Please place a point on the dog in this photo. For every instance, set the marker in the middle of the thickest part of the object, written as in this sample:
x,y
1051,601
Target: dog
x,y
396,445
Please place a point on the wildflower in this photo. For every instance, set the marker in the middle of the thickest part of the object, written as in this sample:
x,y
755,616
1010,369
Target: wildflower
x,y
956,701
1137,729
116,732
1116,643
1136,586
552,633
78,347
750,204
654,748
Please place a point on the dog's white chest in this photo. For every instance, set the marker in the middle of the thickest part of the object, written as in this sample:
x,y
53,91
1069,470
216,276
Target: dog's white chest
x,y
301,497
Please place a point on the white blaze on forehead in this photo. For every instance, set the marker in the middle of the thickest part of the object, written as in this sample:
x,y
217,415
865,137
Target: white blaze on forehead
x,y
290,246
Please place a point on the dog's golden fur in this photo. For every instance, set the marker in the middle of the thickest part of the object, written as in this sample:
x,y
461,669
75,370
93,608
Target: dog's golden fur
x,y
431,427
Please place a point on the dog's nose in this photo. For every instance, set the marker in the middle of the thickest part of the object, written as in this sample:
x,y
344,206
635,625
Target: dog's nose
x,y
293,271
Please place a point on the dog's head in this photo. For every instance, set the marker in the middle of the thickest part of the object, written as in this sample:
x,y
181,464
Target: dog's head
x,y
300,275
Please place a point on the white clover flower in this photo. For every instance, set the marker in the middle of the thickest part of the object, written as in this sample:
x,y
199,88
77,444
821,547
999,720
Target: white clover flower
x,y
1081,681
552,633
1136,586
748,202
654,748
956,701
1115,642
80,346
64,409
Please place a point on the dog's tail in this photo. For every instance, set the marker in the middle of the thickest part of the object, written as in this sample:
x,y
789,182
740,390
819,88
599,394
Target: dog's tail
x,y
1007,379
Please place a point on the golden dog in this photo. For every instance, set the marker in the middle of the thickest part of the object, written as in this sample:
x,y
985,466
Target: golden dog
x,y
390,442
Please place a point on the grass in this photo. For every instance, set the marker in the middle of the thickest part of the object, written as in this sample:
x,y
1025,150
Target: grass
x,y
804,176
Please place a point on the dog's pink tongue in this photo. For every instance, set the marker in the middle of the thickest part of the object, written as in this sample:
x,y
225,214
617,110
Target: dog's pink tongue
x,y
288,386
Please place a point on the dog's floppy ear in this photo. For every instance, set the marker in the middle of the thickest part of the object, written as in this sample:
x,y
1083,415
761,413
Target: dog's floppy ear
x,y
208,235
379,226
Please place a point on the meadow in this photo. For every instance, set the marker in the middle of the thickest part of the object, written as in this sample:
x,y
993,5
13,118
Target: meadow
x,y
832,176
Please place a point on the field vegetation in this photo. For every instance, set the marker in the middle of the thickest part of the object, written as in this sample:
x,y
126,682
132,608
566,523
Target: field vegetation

..............................

» TASK DESCRIPTION
Repeat exactly, and only, the lines of the records above, starting with the line that contains "Please place a point on the grass" and ending with the final line, both included.

» REPLY
Please place a point on the grass in this photo. For every instance, set the marker in the middle of the thickest part of the object, written as in this sample:
x,y
1025,150
Target: grass
x,y
804,176
Please place a point on the dog's pink tongue in this photo. For every instance, set the marker in the middle of the thickest part of the object, written as in this sample:
x,y
225,214
617,110
Target: dog's pink tongue
x,y
288,386
Please place a point on the dog's floppy ear in this photo. For every instance, set the marker in the middle of the thickest part of the object, written as in this sample:
x,y
1083,415
761,413
Target: dog's floppy ear
x,y
208,235
379,226
Please place a point on the meadow in this photo. For every instance, set the marker in the middle of the thickest part of the object, written as in this sample:
x,y
993,5
13,118
Target: meadow
x,y
832,176
Please place a point on the field vegetation in this photo. For every instance, set the marker in the middle of the thickest part of the object, written as in this sample:
x,y
126,682
132,608
566,523
Target: field vegetation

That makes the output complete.